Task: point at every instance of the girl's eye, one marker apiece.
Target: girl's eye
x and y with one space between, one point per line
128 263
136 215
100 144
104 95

- [STATED EXERCISE]
Reproduce every one of the rows above verbatim, line by line, with nothing changed.

- [PROBLEM SOLUTION]
Task: point at every instance of the girl's eye, one marker apiece.
Target: girl's eye
x and y with one space between, one point per line
128 263
136 215
100 144
104 95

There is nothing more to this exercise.